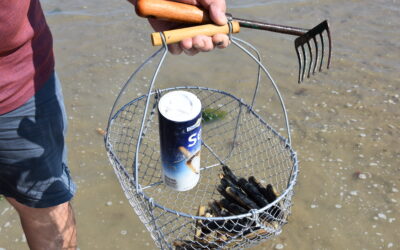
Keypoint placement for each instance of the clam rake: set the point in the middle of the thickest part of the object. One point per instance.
(191, 14)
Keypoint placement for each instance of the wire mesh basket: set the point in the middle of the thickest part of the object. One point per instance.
(242, 145)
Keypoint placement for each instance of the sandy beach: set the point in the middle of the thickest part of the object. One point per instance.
(345, 122)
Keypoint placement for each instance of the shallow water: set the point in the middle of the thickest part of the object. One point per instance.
(343, 121)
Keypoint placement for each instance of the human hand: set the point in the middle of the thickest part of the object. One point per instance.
(191, 46)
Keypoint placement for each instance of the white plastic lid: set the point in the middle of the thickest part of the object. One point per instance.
(179, 106)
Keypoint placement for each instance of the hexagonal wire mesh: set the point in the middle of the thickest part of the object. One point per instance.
(202, 217)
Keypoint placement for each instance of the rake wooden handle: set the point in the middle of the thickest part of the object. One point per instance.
(172, 11)
(177, 35)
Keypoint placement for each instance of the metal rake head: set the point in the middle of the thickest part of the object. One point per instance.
(305, 39)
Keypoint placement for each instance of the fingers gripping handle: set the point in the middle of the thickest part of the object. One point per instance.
(177, 35)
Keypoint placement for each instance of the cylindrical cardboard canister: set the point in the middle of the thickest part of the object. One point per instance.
(180, 139)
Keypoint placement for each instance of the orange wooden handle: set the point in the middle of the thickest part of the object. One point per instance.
(172, 11)
(173, 36)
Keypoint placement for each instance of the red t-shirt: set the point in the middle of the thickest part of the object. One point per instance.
(26, 52)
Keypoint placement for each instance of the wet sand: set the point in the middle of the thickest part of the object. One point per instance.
(344, 122)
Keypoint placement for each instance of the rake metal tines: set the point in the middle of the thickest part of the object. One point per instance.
(317, 60)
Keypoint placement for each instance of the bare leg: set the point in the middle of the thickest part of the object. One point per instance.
(47, 228)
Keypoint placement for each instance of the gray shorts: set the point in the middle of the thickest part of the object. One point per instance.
(33, 159)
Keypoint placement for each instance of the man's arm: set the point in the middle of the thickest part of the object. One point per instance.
(201, 43)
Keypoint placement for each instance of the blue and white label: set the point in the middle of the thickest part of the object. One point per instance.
(180, 139)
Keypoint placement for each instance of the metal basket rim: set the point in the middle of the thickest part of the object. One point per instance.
(291, 181)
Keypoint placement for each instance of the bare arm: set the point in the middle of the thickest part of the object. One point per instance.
(192, 46)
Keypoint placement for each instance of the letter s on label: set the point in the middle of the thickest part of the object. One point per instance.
(192, 139)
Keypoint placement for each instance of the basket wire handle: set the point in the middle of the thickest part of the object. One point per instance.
(136, 162)
(238, 42)
(139, 190)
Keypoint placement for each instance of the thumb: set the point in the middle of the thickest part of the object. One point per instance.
(217, 12)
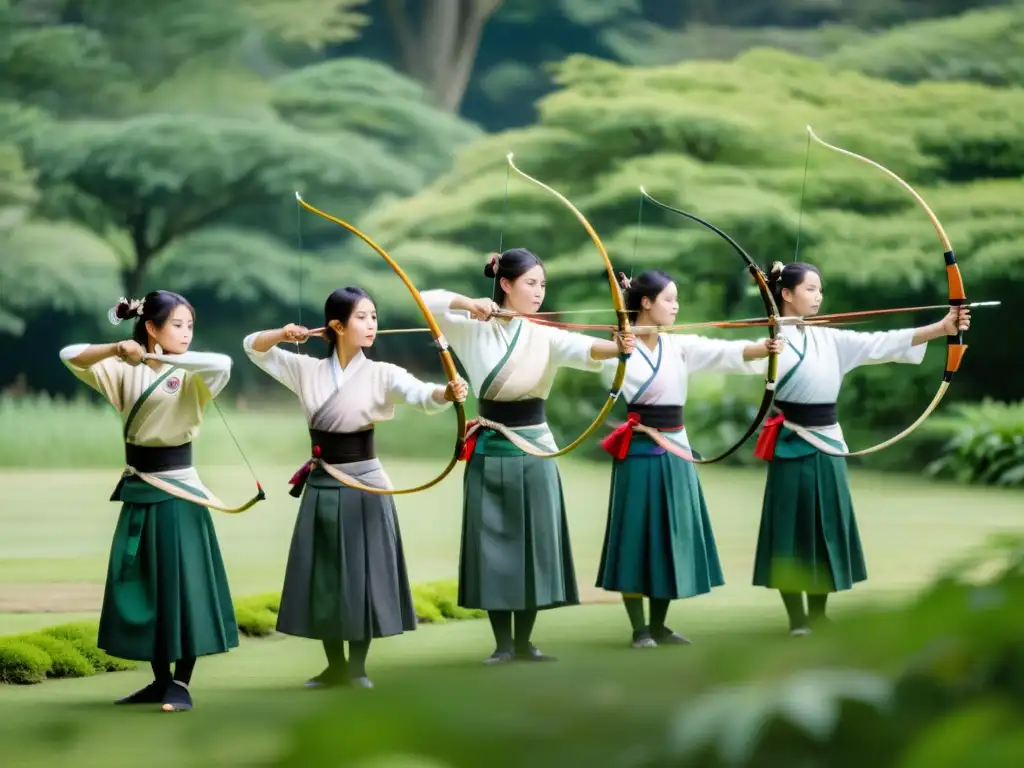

###

▸ **YOUR OBJECTIVE**: Convert every line of the listing above into a Markdown table with the columns "No." and "Line", numbering the rows in order and skipping blank lines. Leave the pictures out of the table.

▸ **EXERCISE OUTPUT**:
| No. | Line |
|---|---|
| 1 | Keypoint placement for each instance of the clam rake: set the point in the middle of the thickest part of the object. One point per instance. |
| 2 | (191, 14) |
| 3 | Keypoint placement for each instance of the wire mesh basket: set the point in the middle of the thickest part of the object. One point per instance. |
| 4 | (242, 145) |
| 5 | Keypoint placement for each instance of the sandy beach: set the point in the middle of the thickest part of the object. One point per instance. |
| 6 | (345, 122) |
| 7 | Keypoint placement for each instance of the shallow water: set the point in the middle of the thickest part of the object. One point per instance. |
| 8 | (343, 121) |
| 9 | Keypoint placement for each instance of the human hand: set the point in the middle of the thickest part of the object. One point per instance. |
| 10 | (191, 46) |
| 11 | Keypoint placement for each instance of the white plastic lid: set the point in the middle of the thickest part of the object. One point per instance. |
| 12 | (179, 106) |
| 13 | Keypoint placement for each instance of the hexagonal wire mesh: set the point in the middle of the thickest part of the object. One point per instance. |
| 14 | (202, 217) |
| 15 | Keypoint placement for each instance of the rake wooden handle: set the point in the middle of the thickest part of the object. One point per instance. |
| 16 | (172, 11) |
| 17 | (177, 35) |
| 18 | Keypoint placement for each instance of the metal rake head: set the point in the middle of the thickest part of the object. One point per instance. |
| 19 | (305, 39) |
| 20 | Keypoint placement for each instance of the fingers gripping handle: set the point in the middle of the thickest part of the object. One point per instance. |
| 21 | (177, 35) |
| 22 | Keypoint placement for each instance of the cylindrical cardboard canister: set the point in the middle of the thickest part of the object. One point per instance. |
| 23 | (180, 139) |
| 24 | Keypoint placement for each instance of the orange wooden handle: set the point in the middle of the thickest part of the object. One point per instance. |
| 25 | (172, 11) |
| 26 | (173, 36) |
| 27 | Keypoint placement for each instance of the red t-shirt: set the point in the middle of the thickest part of the object. One point per instance. |
| 28 | (26, 52) |
| 29 | Keypoint placement for each instance of the wet sand: set the point in the middle of the thickest part of the object. One point per instance. |
| 30 | (344, 122) |
| 31 | Keypoint placement for each instance of the rake metal tines: set the point in the middle of the thickest part of the object. One point per instance. |
| 32 | (317, 60) |
| 33 | Keypoint placement for each instance of the bare leg: set the point in the middle of the thickest part of the object. One point per instance. |
| 34 | (47, 228) |
| 35 | Keypoint placement for each instance of the gray shorts: set the point in the middle of the thickest part of the object. One point per instance. |
| 36 | (33, 159) |
| 37 | Keypoint placement for each instance of the man's arm: set the point in the middle of the thickest part of the object. One point per instance. |
| 38 | (201, 43) |
| 39 | Keypoint placement for each instance of the blue and white label: set the point in the middle of the thickest part of the object. One point per instance. |
| 40 | (180, 139) |
| 41 | Keypoint placement for each instance of the metal basket rim: set the point in the middle of the thickest part of the object. One point per instance. |
| 42 | (291, 181) |
| 43 | Keypoint placement for each instance of the bare arm: set the point in the middle of the thickest part of the object. One point per instance. |
| 44 | (192, 46) |
| 45 | Keypoint placement for each instance of the letter s on label: set the point in the middle of the thickest part of the object. One point per instance. |
| 46 | (192, 139) |
| 47 | Keypoint placement for each instance of the basket wire handle: set the point in the middle of the thickest part of the object. One point per instance. |
| 48 | (136, 162) |
| 49 | (238, 42) |
| 50 | (139, 190) |
| 51 | Keypoint placement for each instance of the thumb: set the point in the middle of the thickest part of the object. One point per instance. |
| 52 | (217, 12) |